A single number is wanted: how many lines of the data include the string "conditioning".

(Source records)
***

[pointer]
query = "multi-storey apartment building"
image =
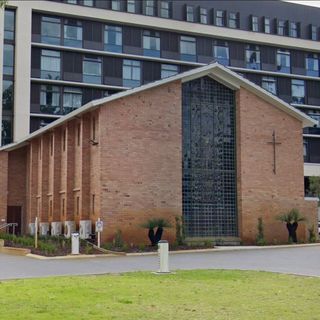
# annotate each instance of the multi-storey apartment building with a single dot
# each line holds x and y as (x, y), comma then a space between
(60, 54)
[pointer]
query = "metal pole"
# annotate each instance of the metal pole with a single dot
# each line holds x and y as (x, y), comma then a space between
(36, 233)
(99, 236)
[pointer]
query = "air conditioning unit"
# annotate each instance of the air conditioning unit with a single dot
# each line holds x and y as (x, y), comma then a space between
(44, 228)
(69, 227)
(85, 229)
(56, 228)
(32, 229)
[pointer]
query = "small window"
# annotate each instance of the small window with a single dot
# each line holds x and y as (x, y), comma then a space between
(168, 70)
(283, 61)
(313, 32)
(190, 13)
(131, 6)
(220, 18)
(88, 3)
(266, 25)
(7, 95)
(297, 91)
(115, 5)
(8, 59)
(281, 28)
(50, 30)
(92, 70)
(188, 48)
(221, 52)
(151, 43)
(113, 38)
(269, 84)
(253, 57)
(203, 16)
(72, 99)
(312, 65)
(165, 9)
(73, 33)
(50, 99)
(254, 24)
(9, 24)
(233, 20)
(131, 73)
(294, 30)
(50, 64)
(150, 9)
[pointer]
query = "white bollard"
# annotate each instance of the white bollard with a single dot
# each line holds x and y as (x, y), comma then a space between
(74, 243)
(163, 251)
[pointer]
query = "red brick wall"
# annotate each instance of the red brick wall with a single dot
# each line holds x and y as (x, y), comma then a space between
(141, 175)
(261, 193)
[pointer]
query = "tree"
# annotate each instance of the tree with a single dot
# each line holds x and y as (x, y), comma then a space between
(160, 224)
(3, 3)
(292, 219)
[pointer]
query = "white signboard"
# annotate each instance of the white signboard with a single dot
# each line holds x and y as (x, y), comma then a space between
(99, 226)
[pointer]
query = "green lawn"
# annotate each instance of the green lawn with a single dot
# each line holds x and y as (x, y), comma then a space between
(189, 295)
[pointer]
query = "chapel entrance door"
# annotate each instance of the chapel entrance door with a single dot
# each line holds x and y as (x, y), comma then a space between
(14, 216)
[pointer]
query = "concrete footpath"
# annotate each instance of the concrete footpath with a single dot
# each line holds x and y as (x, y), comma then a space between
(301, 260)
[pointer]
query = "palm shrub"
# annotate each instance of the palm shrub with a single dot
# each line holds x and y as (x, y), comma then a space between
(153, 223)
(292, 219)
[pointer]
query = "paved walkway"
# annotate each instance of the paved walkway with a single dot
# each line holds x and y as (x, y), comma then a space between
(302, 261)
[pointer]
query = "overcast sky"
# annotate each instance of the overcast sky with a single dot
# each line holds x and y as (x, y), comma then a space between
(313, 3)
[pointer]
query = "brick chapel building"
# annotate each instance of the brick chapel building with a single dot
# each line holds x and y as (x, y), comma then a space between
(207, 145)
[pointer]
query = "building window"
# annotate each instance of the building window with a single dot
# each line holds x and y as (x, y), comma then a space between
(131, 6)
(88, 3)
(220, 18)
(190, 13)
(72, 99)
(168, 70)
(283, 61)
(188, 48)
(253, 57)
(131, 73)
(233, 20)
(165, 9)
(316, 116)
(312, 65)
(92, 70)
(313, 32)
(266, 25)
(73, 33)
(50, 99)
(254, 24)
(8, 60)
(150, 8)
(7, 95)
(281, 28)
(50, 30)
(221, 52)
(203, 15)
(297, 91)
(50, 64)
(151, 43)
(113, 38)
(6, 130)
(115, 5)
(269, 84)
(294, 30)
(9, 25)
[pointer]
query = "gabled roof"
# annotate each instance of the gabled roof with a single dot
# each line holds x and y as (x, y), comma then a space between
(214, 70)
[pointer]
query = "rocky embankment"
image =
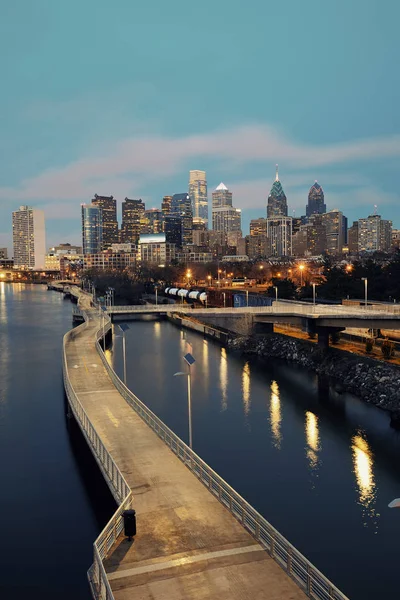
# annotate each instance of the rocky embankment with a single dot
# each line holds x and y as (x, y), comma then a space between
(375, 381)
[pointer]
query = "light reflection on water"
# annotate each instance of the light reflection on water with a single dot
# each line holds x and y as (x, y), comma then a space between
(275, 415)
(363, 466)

***

[Response to the exercise] 2